**Work instruction:**
For this task, copy all of the data below exactly and skip the pictures.

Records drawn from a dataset

○ ○ ○

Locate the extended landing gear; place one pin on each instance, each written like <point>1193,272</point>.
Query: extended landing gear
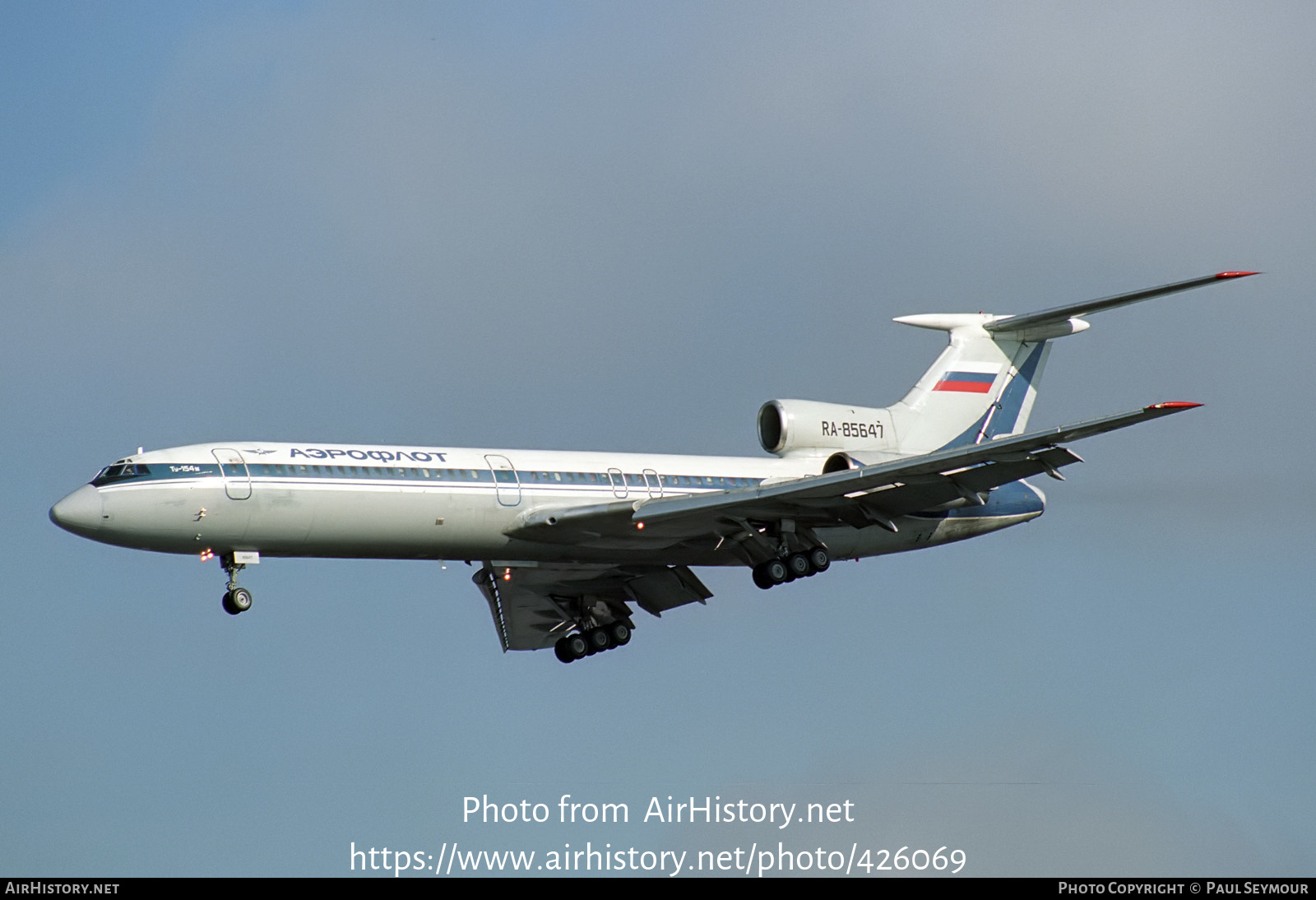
<point>791,566</point>
<point>579,645</point>
<point>234,599</point>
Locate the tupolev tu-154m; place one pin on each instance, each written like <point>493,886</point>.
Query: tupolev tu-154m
<point>569,542</point>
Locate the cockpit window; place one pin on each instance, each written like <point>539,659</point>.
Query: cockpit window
<point>120,472</point>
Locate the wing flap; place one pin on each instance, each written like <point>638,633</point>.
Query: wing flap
<point>828,495</point>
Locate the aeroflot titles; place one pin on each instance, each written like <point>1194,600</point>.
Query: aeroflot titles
<point>382,456</point>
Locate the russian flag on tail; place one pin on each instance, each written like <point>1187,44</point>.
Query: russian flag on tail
<point>966,381</point>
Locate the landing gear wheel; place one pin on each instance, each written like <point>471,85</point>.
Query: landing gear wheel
<point>620,633</point>
<point>237,601</point>
<point>576,647</point>
<point>820,559</point>
<point>599,640</point>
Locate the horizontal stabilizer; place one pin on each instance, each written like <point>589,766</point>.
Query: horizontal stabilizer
<point>1061,313</point>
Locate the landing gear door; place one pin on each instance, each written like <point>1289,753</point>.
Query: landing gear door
<point>237,479</point>
<point>506,479</point>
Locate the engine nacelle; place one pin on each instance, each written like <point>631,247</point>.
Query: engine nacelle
<point>794,427</point>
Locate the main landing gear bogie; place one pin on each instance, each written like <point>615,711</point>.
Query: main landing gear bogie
<point>578,645</point>
<point>791,566</point>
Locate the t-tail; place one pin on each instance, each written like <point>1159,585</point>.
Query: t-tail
<point>985,383</point>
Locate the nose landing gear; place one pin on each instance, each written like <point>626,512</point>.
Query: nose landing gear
<point>236,599</point>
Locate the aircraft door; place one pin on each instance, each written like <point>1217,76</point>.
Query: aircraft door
<point>653,483</point>
<point>506,479</point>
<point>237,479</point>
<point>619,483</point>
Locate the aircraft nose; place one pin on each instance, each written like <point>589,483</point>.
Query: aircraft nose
<point>79,512</point>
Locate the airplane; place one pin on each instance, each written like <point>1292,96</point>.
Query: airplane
<point>568,541</point>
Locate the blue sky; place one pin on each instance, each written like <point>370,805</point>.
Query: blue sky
<point>622,226</point>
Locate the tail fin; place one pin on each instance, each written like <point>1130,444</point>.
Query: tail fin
<point>984,384</point>
<point>980,387</point>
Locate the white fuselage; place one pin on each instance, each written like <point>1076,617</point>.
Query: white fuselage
<point>425,503</point>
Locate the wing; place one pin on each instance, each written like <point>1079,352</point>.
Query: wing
<point>860,496</point>
<point>536,604</point>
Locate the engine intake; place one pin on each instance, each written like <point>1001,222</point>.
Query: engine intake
<point>787,427</point>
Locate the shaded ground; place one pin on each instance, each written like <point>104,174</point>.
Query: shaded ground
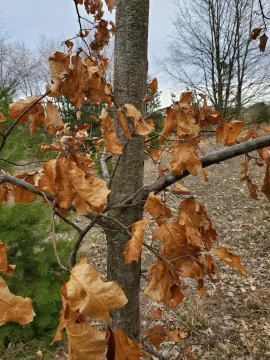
<point>233,320</point>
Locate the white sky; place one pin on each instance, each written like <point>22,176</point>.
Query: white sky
<point>27,19</point>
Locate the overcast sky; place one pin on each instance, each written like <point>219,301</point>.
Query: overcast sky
<point>27,19</point>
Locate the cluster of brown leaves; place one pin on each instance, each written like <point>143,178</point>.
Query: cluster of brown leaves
<point>184,250</point>
<point>87,296</point>
<point>255,33</point>
<point>12,308</point>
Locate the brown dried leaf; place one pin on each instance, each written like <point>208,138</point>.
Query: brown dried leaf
<point>89,295</point>
<point>156,208</point>
<point>197,223</point>
<point>230,259</point>
<point>14,308</point>
<point>164,285</point>
<point>17,108</point>
<point>186,97</point>
<point>90,188</point>
<point>125,348</point>
<point>134,245</point>
<point>157,314</point>
<point>255,33</point>
<point>111,4</point>
<point>266,184</point>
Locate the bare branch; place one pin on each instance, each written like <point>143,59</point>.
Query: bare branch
<point>211,159</point>
<point>19,118</point>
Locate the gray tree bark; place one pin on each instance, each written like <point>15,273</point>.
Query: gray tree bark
<point>130,78</point>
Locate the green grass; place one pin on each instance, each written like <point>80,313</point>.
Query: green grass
<point>23,148</point>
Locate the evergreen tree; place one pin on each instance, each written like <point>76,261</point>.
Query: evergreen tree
<point>26,231</point>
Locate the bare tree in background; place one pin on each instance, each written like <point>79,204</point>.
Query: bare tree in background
<point>211,52</point>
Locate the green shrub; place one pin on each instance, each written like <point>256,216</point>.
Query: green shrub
<point>26,231</point>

○ ○ ○

**Task output:**
Locate the extended landing gear; place one pin on each instance, each written like <point>1193,272</point>.
Query: extended landing gear
<point>791,566</point>
<point>579,645</point>
<point>234,599</point>
Locate the tupolev tu-154m; place one pin on each instance, each written like <point>493,886</point>.
Query: tupolev tu-154m
<point>569,542</point>
Locate the cockpit window; place one pin on each instance, each written like <point>539,659</point>.
Query: cockpit window
<point>120,472</point>
Locate the wing flap; place one pin on each instance, each written like <point>638,633</point>.
Query: wing flap
<point>828,495</point>
Locate the aeroflot titles; place one pin on each instance, each written like <point>1194,600</point>.
Query: aeroflot titles
<point>382,456</point>
Locate the russian flag on tail; place one pin on each instance, each written like <point>1187,44</point>.
Query: russian flag on tail
<point>966,381</point>
Locate the landing gear wheel; place one pin on each instance, each written like <point>471,85</point>.
Query: landing gear wheel
<point>620,633</point>
<point>237,601</point>
<point>576,647</point>
<point>820,559</point>
<point>599,640</point>
Locate the horizontal stabilizer; place one pin on each instance, each written like <point>589,766</point>.
Query: horizontal stabilizer
<point>1061,313</point>
Locate the landing gear door; place one pin on each instance, each written like <point>1289,753</point>.
Query: landing gear door
<point>237,479</point>
<point>506,479</point>
Locate the engine nacelle; place one pin on each instance, each written like <point>631,247</point>.
Query: engine nacelle
<point>794,427</point>
Locate the main landing gear bogie; place one pin on each instance, each written like <point>615,711</point>.
Query: main landing gear bogie
<point>578,645</point>
<point>791,566</point>
Locate the t-tail; place one pin on each instance, each written like <point>1159,585</point>.
Query: t-tail
<point>985,383</point>
Locate the nose landing gear; place one pin on each instance, each written like <point>626,512</point>.
Query: nose landing gear
<point>236,599</point>
Locate the aircraft door; place one pin on each instance, each written like <point>1217,76</point>.
Query: aircraft door
<point>653,483</point>
<point>506,479</point>
<point>237,479</point>
<point>619,483</point>
Locate the aircraft nose; place one pin on each instance, each written like <point>589,483</point>.
Query: aircraft nose
<point>79,512</point>
Locate the airplane; place one pin on each instance, each written like <point>1292,96</point>.
Query: airplane
<point>568,541</point>
Locate the blue sky; place one pin on each instance, each written like <point>370,805</point>.
Query: blue sky
<point>622,226</point>
Locate the tail fin; place one pin on each instance, each written like <point>1130,444</point>.
Query: tail fin
<point>984,384</point>
<point>980,387</point>
Locate the white fuselage; place one pin on each instance, each written like <point>1076,617</point>.
Query: white fuselage
<point>425,503</point>
Locate the wing; place one pin on each instance, each written like <point>1079,352</point>.
Query: wing
<point>860,496</point>
<point>536,604</point>
Locate the engine intake; place one pin on each instance, each written like <point>1001,222</point>.
Query: engine intake
<point>787,427</point>
Locate the shaded ground; place one pin on each instance, each written like <point>104,174</point>.
Query: shaded ground
<point>233,320</point>
Locate the white sky; place one pin on each instance, each written like <point>22,176</point>.
Query: white sky
<point>27,19</point>
Locate the overcast sky; place one pin on each instance, each written like <point>219,301</point>.
Query: overcast sky
<point>27,19</point>
Locate the cluster of brown leaves; place one pin on each instance, each written like <point>143,178</point>.
Query: cluster of brown leaves
<point>184,250</point>
<point>87,296</point>
<point>255,33</point>
<point>12,308</point>
Locate the brown dried leaf; place one pin on each instance, each written like <point>208,138</point>.
Query: brown dried leaf
<point>89,295</point>
<point>156,208</point>
<point>197,223</point>
<point>230,259</point>
<point>14,308</point>
<point>164,285</point>
<point>17,108</point>
<point>186,97</point>
<point>90,188</point>
<point>125,348</point>
<point>134,245</point>
<point>157,314</point>
<point>255,33</point>
<point>111,4</point>
<point>266,184</point>
Locate the bare branch; place one pin on each instance, each written like <point>143,59</point>.
Query: bare branch
<point>211,159</point>
<point>19,118</point>
Locate the gray tree bark; place one pin on each instance, each written like <point>15,273</point>.
Query: gray tree bark
<point>130,78</point>
Locate the green grass; place one pin on each instance, each written like <point>80,313</point>.
Query: green grass
<point>23,148</point>
Locate the evergreen tree; place one pin on each instance, each written like <point>76,261</point>.
Query: evergreen tree
<point>26,231</point>
Locate the bare tree in background; place one pin on each instance, each written like <point>79,204</point>.
Query: bare tree in background
<point>211,52</point>
Locate the green shrub; place one pin on each instance, each written like <point>256,216</point>.
Query: green shrub
<point>26,231</point>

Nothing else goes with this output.